[SELECTED PASSAGE — start]

Betsy was so sweet, in fact, that Gail and her daughter decided they had to change her name – to Sweetie.
“She’s very sensitive,” Gail says. “I love that about her.”
Given her own painful history, Sweetie’s tenderness is nothing short of courageous. She was acquired by the humane society as a cruelty case, and while Gail does not know exactly what happened to her – “I think a lot of scary stuff went on” – she can see that Sweetie has been affected by abuse.
Although Sweetie is still easily startled, she has grown to understand that she is safe with Gail. Normal household activities that used to frighten her – like the sound of the microwave oven – have been replaced by acceptance. She now knows that food comes out of the microwave and that it is a good thing.
Learning and loving
Both the Navy veteran and shelter dog are taking steps to heal from their traumatic pasts. The most significant stride for them has been learning that they are safe with each other.
Life at home has been much better for Gail and her daughter as well now that Sweetie is there to offer comfort, wet kisses, and a playful atmosphere. But it is the everyday realities and routines of companion pet guardianship that have made all the difference.
“The actual taking care of her has been therapeutic,” says Gail.
The veteran and her family are still learning new things about their beloved Sweetie since their fateful adoption in April of 2016.
“I’m so amazed, every week there is something new that we discover that is wonderful about this dog.”
Perhaps what Gail loves most, however, is Sweetie’s devotion to her – “she doesn’t want to be away from me” – which the Navy veteran returns in kind.
With all of the wonderful things about this once-abused shelter dog it seems only fair that Sweetie has a vice, albeit a relatively harmless one: she is crazy about Doritos. The snack is one of only a handful of treats that inspires her to beg and bark.
The big dog’s otherwise mellow nature is complemented with high-energy spurts of playfulness. Gail says that she is a fantastic runner and fetcher, even though she tires after only a few minutes.
“She’s playful, but she’s gentle,” she adds. “We play in the yard, we play in the house…and she walks around the house with a toy.”
During one of their play sessions Gail jammed her finger and Sweetie immediately hurried over to check on her. The Navy veteran treasures these simple, but tender moments; they have made all the difference in brightening her life.
Gail and Sweetie are not the only beneficiaries of this adoption. Gail’s daughter is bi-polar and the once-abused shelter dog has brought a welcome calm into the home.
“We get along better in the house since Sweetie has been here,” she says. “This is the most awesome dog. She’s emotionally supportive because of her awesomeness; I’m proud of her.”
The Navy veteran and shelter dog
Having experienced the profound love and support of a rescued pet, Gail now encourages everyone to seek – and accept – those same things in their own lives.

[SELECTED PASSAGE — finish]
[INFORMATION PROVIDED — start]

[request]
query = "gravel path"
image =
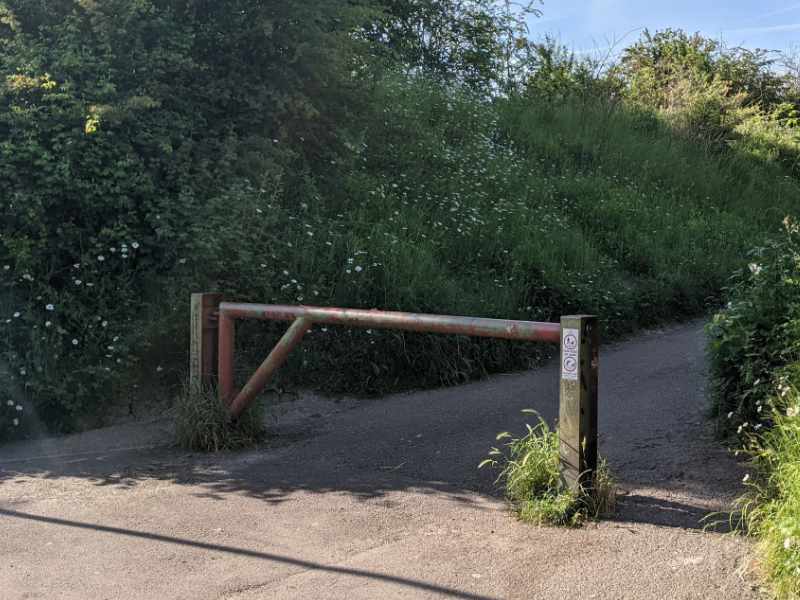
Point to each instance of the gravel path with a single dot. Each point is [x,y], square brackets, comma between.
[382,499]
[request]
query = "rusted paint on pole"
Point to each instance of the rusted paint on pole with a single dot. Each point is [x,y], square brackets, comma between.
[203,340]
[227,334]
[276,358]
[577,425]
[472,326]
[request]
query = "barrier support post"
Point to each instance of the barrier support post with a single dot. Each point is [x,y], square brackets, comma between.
[203,340]
[578,401]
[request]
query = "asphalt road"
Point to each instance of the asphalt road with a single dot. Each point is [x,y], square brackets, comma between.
[382,499]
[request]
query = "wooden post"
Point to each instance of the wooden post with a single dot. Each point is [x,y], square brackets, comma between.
[578,406]
[203,340]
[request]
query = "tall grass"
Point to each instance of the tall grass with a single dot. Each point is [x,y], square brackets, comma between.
[529,470]
[516,209]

[INFORMATION PROVIDED — finish]

EXERCISE: Reproduce verbatim the stretch of the Sweetie passage from "The veteran and" through "a few minutes.". Rely only on the passage about Gail and Sweetie.

SOLUTION FOR THIS PROBLEM:
The veteran and her family are still learning new things about their beloved Sweetie since their fateful adoption in April of 2016.
“I’m so amazed, every week there is something new that we discover that is wonderful about this dog.”
Perhaps what Gail loves most, however, is Sweetie’s devotion to her – “she doesn’t want to be away from me” – which the Navy veteran returns in kind.
With all of the wonderful things about this once-abused shelter dog it seems only fair that Sweetie has a vice, albeit a relatively harmless one: she is crazy about Doritos. The snack is one of only a handful of treats that inspires her to beg and bark.
The big dog’s otherwise mellow nature is complemented with high-energy spurts of playfulness. Gail says that she is a fantastic runner and fetcher, even though she tires after only a few minutes.